Extracted text:
■ ■ ■ ■ ■ ■ ■

Transformational spaceport and range technologies – launch site infrastructure and range capabilities for the crew exploration vehicle and advanced heavy lift vehicles.
Automated rendezvous and docking – for human exploration and robotic sample return missions.
Planetary in situ resource utilization – ultimately enabling us to “cut the cord” with Earth for space logistics."
Like the Vision for Space Exploration itself, the Aldridge Commission recommends a serious, ambitious technology development effort to enable cost-effective implementation of VSE objectives. NASA has pursued some of these technologies vigorously since the ESAS implementation started, but by and large has neglected them. In fact, since ESAS was started, NASA has halted the New Millennium technology demonstration program, has barely supported the Centennial Challenges innovation prize program, has scaled back ISS use, and has removed the NASA Institute for Advanced Concepts. This follows earlier technology development cuts earlier in Administrator Griffin's term, such as those related to JIMO.
One technology on the list that NASA has pursued is heavy lift. However, this technology is described as "affordable heavy lift capability" in the Aldridge Commission's list. Given the HSF Commission's objective related to the human spaceflight budget, and the numerous NASA programs that have been eliminated in the wake of ESAS, it would be hard to justify calling the current Ares HLV effort "affordable" either to develop or operate, especially considering that the Ares V development plan includes Ares I as a stepping stone.
It should also be noted that one of the Aldridge Commission members, Paul Spudis, is one of the authors of Going Beyond The Status Quo In Space, a recent document that outlines an approach to exploration and development that doesn't use heavy lift. Perhaps our experience with ESAS has show that particular technology to be a dead end, or at least not affordable in a broadly ambitious exploration program.
Although the situation varies on a technology-by-technology basis, it's fair to say that NASA's current technology development plans, viewed broadly, do not live up to the expectations of either the VSE or the Aldridge Commission. This can be largely attributed to NASA's focus on expensive government space transportation systems. The implication is that NASA should reduce its efforts in government space transportation systems, rely more on more cost-effective commercial space transportation systems, and increase technology development and demonstration work, including lunar robotic demonstrations, to allow additional cost savings as efficient technologies are introduced.

■ ■ ■ ■ ■ ■ ■

[Items from a data source]
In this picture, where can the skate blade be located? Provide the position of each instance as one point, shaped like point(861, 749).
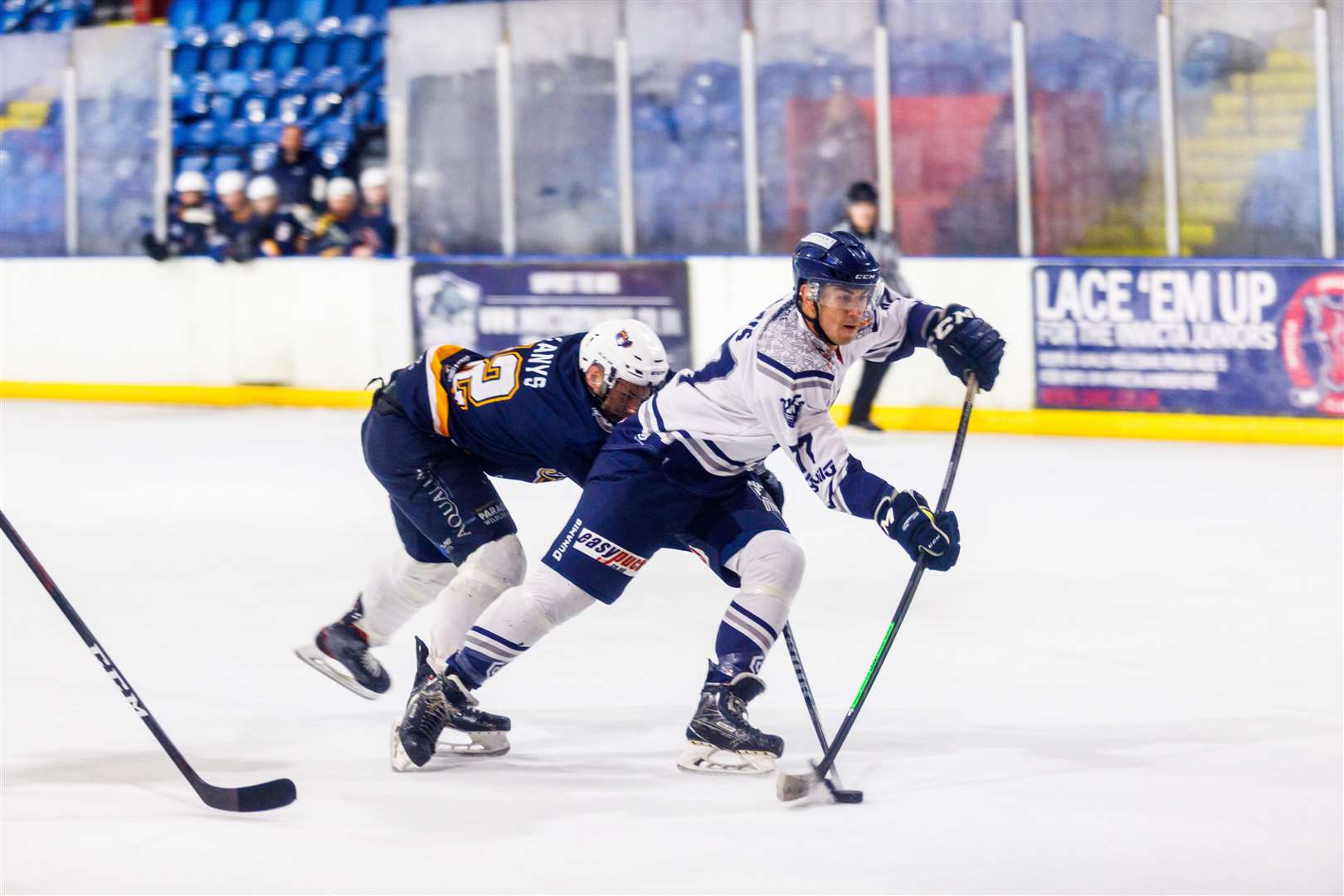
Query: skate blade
point(334, 670)
point(483, 743)
point(702, 758)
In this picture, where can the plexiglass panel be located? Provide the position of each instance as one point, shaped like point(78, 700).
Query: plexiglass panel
point(1246, 128)
point(450, 127)
point(565, 125)
point(952, 127)
point(32, 186)
point(117, 136)
point(687, 125)
point(815, 113)
point(1097, 173)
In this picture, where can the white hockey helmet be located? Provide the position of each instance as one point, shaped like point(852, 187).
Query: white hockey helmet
point(340, 187)
point(373, 178)
point(191, 182)
point(230, 182)
point(626, 349)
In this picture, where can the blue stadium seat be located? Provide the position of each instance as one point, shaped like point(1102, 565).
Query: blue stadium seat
point(256, 109)
point(329, 80)
point(316, 54)
point(226, 162)
point(283, 56)
point(296, 80)
point(216, 14)
point(247, 12)
point(195, 162)
point(222, 108)
point(186, 61)
point(262, 156)
point(280, 11)
point(227, 34)
point(264, 84)
point(332, 155)
point(183, 12)
point(311, 11)
point(218, 60)
point(251, 56)
point(350, 52)
point(203, 134)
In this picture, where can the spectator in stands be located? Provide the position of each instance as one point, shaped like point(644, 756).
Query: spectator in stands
point(335, 232)
point(272, 232)
point(296, 171)
point(191, 221)
point(862, 221)
point(233, 219)
point(375, 225)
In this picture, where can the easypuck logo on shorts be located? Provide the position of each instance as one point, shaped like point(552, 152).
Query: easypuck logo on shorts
point(608, 553)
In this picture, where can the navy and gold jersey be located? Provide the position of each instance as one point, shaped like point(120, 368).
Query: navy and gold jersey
point(523, 412)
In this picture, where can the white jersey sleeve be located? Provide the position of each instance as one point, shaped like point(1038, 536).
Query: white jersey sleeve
point(901, 324)
point(793, 401)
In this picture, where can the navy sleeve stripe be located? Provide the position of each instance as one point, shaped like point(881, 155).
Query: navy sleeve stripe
point(789, 373)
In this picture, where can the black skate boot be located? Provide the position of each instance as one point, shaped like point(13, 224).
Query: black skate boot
point(437, 704)
point(340, 652)
point(719, 737)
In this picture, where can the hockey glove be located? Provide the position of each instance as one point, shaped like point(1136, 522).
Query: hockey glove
point(772, 485)
point(906, 518)
point(965, 344)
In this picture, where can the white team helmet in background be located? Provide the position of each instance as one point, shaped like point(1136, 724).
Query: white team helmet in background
point(340, 187)
point(230, 182)
point(190, 182)
point(626, 349)
point(262, 187)
point(373, 178)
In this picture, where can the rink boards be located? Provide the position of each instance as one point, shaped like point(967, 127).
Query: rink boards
point(1175, 349)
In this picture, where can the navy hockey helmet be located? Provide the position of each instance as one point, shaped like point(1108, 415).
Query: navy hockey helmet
point(835, 269)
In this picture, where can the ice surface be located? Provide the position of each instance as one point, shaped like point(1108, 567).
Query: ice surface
point(1132, 683)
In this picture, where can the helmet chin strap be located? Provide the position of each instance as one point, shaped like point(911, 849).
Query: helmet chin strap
point(815, 321)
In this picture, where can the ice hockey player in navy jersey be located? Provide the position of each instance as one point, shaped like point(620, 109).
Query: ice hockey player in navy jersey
point(437, 430)
point(689, 451)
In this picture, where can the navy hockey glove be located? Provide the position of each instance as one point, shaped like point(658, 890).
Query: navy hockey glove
point(965, 343)
point(772, 485)
point(906, 518)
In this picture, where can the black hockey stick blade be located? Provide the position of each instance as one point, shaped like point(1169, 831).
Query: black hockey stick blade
point(789, 787)
point(273, 794)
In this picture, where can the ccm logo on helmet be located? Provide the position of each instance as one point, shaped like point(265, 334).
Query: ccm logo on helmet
point(608, 553)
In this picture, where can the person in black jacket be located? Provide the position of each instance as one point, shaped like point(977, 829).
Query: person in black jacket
point(272, 232)
point(191, 221)
point(862, 221)
point(296, 171)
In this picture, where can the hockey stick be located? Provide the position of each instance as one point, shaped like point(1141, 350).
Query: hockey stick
point(797, 786)
point(273, 794)
point(835, 787)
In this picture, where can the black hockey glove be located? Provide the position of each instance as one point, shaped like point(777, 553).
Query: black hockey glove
point(965, 343)
point(906, 518)
point(772, 485)
point(153, 247)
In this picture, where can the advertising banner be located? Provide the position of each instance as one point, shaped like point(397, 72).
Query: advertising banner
point(492, 305)
point(1218, 338)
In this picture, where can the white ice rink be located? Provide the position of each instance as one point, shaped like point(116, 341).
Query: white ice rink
point(1132, 683)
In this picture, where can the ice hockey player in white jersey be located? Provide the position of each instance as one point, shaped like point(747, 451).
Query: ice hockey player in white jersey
point(691, 451)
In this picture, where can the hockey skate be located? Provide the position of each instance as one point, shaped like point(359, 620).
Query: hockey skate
point(340, 652)
point(721, 740)
point(437, 704)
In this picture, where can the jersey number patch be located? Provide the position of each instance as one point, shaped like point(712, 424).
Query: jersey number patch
point(492, 379)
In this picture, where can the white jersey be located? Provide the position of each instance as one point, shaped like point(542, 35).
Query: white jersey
point(773, 386)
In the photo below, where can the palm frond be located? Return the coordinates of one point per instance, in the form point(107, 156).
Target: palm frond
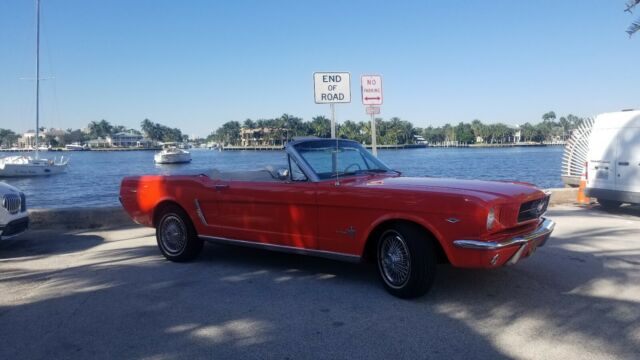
point(631, 4)
point(635, 26)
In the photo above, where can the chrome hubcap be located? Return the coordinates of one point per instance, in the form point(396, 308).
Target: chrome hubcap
point(173, 234)
point(394, 259)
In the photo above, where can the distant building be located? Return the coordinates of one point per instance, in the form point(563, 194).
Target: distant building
point(99, 143)
point(517, 135)
point(126, 139)
point(263, 136)
point(419, 139)
point(28, 139)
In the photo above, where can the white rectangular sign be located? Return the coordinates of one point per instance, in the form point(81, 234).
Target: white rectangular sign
point(371, 86)
point(373, 110)
point(332, 87)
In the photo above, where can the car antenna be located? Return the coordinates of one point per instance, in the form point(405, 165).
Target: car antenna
point(337, 171)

■ ■ ■ ■ ■ ■ ■

What to work on:
A. In the commentary on NASA technology development, which Aldridge Commission member co-authored Going Beyond The Status Quo In Space?
B. Please extend the commentary on NASA technology development with the next paragraph, picking up after its final sentence.

Answers for each item:
A. Paul Spudis

B.
The Aldridge Commission recommends a particular approach to managing its technology development efforts:
"... we suggest that the Administration and Congress create within NASA an organization drawing upon lessons learned from the Defense Advanced Research Projects Agency (DARPA). DARPA is a highly successful organization that is chartered to fund high-risk/high return basic research in support of national defense priorities. The Commission concludes that such an agency within NASA would be extremely useful in addressing the development challenges regarding numerous technologies associated with the vision. In addition, such an organization can be the incubator of cutting-edge technologies and concepts that may not yet have known applications. The Commission believes that the NASA Institute for Advanced Concepts may serve as a nucleus for such an organization."
No NASA version of DARPA has been implemented, and in fact, as mentioned above, the NIAC has been cut. So much for that recommendation.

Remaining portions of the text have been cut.